▶ **Trecho do texto**
======
AS FASES DA LUA Por Frei Betto* Muito cedo gravou-se em mim o sentimento do mundo.
Meus olhos, dilatados pela fé, polidos pelo pós-hegelianismo de Marx, enxergaram a pirâmide social invertida.
Consumiu-se minha juventude na embriaguez da utopia.
Dela comungavam tantos companheiros e companheiras movidos pelo ardente desejo de morder a lua. Épico o nosso sonho de remover as travas da desvida.
Singular aquela estóica dedicação, despojada de toda ambição pessoal, disposta a reinventar o mundo.
Tínhamos a ousadia de romper parâmetros, despidos de moralismos e sensíveis à morte e vida Severina.
Lutávamos atentos aos clamores da Revolução de Outubro, à Longa Marcha de Mao ao cruzar as pontes de nossos corações, aos barbudos de Sierra Maestra que arrancavam baforadas de nosso alento juvenil, à vitória vietnamita selando-nos a certeza de que arrebataríamos o futuro.
A lua seria o nosso troféu.
Haveríamos de escalar suas montanhas e, lá em cima, desfraldar as bandeiras da socialização compulsória.
Os condenados da Terra arranchavam-se sob o caravansará de nossos ideais e, em breve, saberíamos conduzi-los aos mananciais onde correm leite e mel…
Caiu a noite, a lua se apagou, a nação, pisada pelas botas, abortou primícias e promessas.
Trocamos a sala de aula pelo combate destemido, a caneta pelas armas, a garganta a ruminar convicta: “Venceremos!” O terror do Leviatã se abateu sobre nós, os gritos de dor ecoaram das masmorras, vidas preciosas ceifadas no carrossel das sevícias, corpos despedaçados e desaparecidos nos labirintos do arbítrio.
Ainda assim, a lua não sangrou.
Rumo à aurora, demos as mãos à multidão peregrina imbuída da devoção democrática.
Nas periferias, o sorriso se abria, a consciência despertava, a mobilização florescia.
Até que brilharam os raios fúlgidos e o esplendor da lua iluminou-nos a esperança.
Na oficina dos sonhos, forjamos ferramentas apropriadas ao parto do novo Brasil.
A luta sindical consubstanciou-se em projeto partidário, a crença pastoral multiplicou-se em células comunitárias, os movimentos sociais emergiram como atores no palco dominado pelas sinistras máscaras dos que jamais conjugaram o verbo partilhar.
Cuba, Nicarágua, El Salvador… o olhar impávido do Che… a irredutível teimosia de Gandhi… a sede de justiça dessedentada nas fontes límpidas da ética.
======
▶ **Dados fornecidos**
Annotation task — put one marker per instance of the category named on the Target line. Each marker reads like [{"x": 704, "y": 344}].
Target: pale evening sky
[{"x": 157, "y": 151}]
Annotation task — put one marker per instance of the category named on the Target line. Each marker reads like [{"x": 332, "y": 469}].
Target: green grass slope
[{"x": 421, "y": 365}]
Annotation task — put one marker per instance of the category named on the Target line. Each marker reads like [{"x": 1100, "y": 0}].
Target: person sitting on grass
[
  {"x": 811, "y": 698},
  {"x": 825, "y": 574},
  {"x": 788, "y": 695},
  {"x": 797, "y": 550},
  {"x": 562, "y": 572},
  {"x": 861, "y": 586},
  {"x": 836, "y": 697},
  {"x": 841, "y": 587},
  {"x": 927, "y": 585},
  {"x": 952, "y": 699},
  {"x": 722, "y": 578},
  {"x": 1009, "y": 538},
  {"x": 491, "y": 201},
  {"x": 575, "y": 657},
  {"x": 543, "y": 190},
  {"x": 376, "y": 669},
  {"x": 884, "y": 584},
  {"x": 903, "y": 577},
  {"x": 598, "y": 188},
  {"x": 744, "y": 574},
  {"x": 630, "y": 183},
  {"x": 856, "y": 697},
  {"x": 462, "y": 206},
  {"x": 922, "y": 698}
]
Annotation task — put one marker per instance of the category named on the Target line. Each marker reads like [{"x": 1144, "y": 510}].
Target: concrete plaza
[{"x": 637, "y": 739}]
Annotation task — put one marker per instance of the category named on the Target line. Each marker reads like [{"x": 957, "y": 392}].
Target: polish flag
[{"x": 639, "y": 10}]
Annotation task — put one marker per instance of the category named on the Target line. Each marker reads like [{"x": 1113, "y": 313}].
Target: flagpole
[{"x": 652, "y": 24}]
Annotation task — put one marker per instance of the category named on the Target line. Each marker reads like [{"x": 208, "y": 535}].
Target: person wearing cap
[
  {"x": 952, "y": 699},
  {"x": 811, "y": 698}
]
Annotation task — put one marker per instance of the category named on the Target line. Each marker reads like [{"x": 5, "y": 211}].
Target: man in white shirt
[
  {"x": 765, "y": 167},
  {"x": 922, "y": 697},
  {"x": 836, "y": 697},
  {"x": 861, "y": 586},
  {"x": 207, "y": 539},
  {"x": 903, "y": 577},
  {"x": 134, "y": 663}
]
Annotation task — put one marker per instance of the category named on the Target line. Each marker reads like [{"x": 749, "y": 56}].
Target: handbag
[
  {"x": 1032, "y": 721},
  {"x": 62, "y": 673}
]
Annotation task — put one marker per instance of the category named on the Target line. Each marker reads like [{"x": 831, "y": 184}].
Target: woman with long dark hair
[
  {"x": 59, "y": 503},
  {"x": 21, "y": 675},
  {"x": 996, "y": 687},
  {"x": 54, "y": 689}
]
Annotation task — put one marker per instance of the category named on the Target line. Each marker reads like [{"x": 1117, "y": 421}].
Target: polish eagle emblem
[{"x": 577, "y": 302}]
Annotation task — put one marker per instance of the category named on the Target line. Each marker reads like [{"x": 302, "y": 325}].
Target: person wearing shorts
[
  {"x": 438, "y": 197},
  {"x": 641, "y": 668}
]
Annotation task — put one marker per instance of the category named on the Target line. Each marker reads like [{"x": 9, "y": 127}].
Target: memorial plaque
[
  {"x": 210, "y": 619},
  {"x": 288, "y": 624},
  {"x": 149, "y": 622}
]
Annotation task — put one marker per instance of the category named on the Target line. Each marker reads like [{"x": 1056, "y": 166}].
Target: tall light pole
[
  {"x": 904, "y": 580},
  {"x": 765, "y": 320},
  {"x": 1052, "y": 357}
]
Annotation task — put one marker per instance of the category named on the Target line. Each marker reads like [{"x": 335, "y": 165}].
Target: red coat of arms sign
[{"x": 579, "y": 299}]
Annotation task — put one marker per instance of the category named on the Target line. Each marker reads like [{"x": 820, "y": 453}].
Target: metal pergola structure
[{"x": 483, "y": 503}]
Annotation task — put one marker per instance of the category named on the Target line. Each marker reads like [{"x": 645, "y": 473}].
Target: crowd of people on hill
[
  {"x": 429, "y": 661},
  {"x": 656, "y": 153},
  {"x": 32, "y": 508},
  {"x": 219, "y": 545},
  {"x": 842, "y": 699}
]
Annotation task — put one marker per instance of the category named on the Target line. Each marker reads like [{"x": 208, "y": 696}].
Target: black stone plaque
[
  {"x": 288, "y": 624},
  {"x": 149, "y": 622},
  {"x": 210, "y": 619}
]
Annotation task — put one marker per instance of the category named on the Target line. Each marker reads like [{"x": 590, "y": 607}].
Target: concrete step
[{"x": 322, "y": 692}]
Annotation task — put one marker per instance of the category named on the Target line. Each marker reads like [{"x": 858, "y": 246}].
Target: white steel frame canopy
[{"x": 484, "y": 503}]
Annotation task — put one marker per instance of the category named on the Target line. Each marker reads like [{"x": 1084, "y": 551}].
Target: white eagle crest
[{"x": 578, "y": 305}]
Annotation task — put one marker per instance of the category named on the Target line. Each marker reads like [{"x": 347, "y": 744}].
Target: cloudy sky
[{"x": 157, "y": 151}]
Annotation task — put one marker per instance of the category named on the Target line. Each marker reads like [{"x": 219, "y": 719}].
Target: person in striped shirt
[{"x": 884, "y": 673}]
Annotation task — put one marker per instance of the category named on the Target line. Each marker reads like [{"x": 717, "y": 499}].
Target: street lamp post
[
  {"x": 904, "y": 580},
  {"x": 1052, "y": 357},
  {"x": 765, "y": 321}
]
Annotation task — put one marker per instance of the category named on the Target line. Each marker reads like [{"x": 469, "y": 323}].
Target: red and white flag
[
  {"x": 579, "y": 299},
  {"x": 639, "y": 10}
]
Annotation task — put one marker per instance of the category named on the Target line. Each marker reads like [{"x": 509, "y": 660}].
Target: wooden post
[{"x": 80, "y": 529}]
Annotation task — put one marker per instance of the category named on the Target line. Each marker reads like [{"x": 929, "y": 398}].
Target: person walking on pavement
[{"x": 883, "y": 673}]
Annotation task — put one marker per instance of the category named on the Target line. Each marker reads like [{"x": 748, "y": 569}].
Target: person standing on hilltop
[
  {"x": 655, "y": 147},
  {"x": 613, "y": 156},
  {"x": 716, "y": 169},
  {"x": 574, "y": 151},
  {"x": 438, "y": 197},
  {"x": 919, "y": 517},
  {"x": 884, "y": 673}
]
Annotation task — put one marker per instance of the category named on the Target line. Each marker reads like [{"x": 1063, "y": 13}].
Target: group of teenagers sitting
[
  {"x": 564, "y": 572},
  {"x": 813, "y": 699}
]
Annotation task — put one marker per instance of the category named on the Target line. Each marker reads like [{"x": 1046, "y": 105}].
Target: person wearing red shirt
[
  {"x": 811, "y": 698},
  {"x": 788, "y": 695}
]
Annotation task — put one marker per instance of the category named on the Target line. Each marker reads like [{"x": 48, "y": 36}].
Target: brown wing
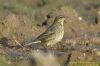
[{"x": 45, "y": 35}]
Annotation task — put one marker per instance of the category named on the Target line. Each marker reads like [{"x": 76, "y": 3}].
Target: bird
[{"x": 53, "y": 34}]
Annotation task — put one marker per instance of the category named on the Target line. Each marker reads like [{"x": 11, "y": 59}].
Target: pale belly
[{"x": 55, "y": 40}]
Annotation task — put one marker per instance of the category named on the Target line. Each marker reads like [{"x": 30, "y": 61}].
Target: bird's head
[{"x": 60, "y": 19}]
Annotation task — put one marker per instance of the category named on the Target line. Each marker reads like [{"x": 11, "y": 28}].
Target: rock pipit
[{"x": 53, "y": 34}]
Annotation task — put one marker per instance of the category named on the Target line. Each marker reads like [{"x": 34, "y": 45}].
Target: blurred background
[{"x": 23, "y": 20}]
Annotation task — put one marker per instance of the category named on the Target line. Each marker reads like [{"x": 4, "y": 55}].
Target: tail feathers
[{"x": 32, "y": 43}]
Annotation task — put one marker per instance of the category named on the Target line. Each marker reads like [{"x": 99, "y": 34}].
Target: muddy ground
[{"x": 23, "y": 21}]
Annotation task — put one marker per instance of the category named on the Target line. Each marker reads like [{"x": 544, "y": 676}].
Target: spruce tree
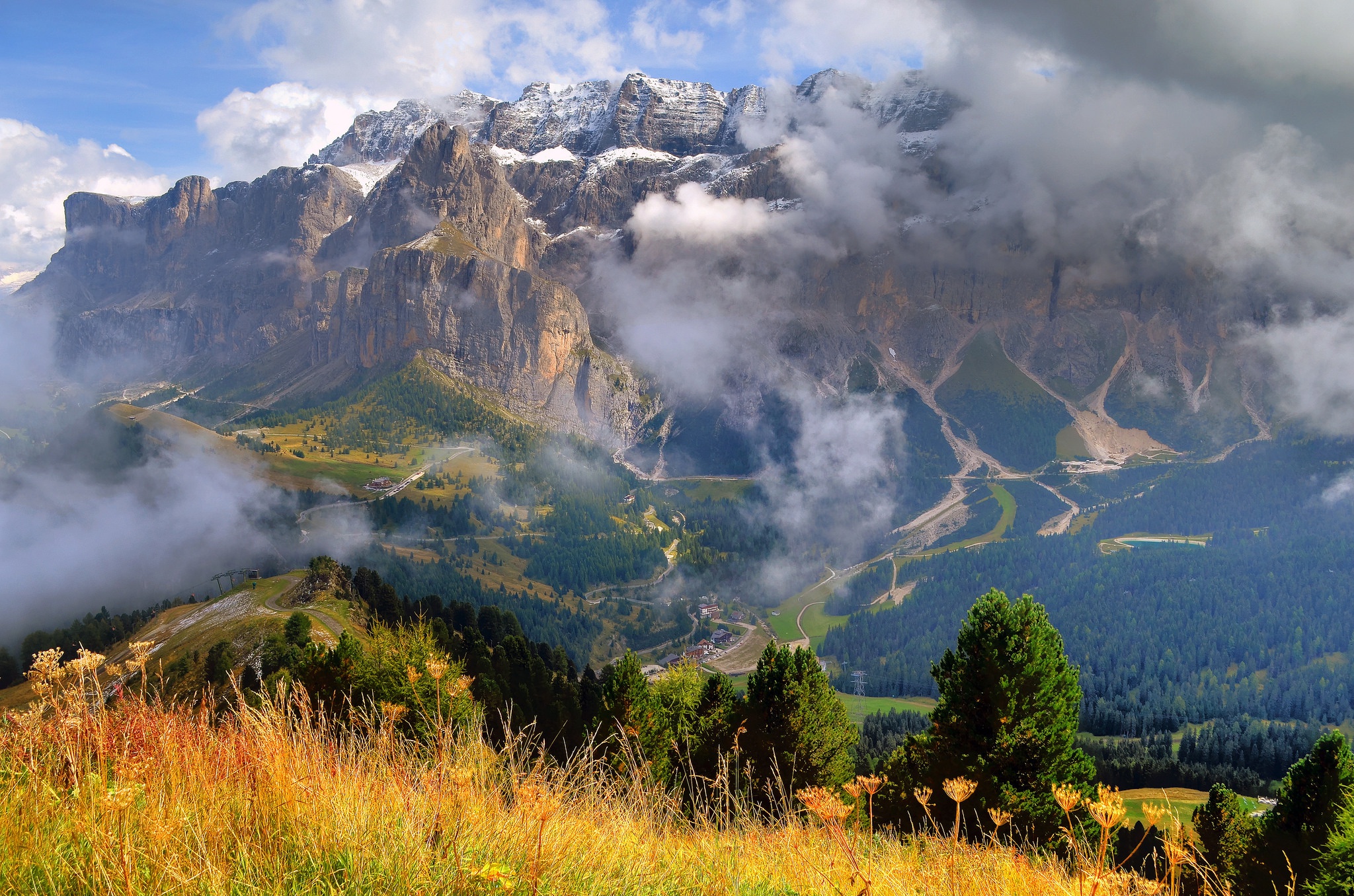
[
  {"x": 1334, "y": 872},
  {"x": 1226, "y": 831},
  {"x": 1310, "y": 803},
  {"x": 1008, "y": 712},
  {"x": 798, "y": 727}
]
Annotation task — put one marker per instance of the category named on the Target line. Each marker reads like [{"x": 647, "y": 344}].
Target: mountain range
[{"x": 465, "y": 229}]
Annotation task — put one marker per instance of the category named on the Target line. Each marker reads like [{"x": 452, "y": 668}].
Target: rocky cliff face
[
  {"x": 196, "y": 275},
  {"x": 474, "y": 317},
  {"x": 456, "y": 229}
]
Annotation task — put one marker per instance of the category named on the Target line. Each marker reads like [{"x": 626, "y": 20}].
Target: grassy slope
[
  {"x": 240, "y": 616},
  {"x": 860, "y": 707},
  {"x": 1013, "y": 417},
  {"x": 175, "y": 802}
]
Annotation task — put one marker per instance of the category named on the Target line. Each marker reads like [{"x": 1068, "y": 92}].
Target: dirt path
[
  {"x": 305, "y": 515},
  {"x": 670, "y": 552},
  {"x": 325, "y": 619},
  {"x": 803, "y": 635},
  {"x": 744, "y": 655}
]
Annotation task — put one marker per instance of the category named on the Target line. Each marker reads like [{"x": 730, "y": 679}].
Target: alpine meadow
[{"x": 860, "y": 449}]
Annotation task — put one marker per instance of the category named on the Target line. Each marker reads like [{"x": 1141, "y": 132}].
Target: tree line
[{"x": 1164, "y": 638}]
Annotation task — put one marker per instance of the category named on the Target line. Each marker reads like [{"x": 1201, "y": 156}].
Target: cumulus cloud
[
  {"x": 865, "y": 36},
  {"x": 249, "y": 133},
  {"x": 424, "y": 48},
  {"x": 37, "y": 172}
]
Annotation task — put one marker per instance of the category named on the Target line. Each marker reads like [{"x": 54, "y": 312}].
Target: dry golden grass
======
▶ **Instruções do exercício**
No trecho sobre as fases da lua, o que foi trocado pelas armas?

▶ **Resultado da tarefa**
A caneta.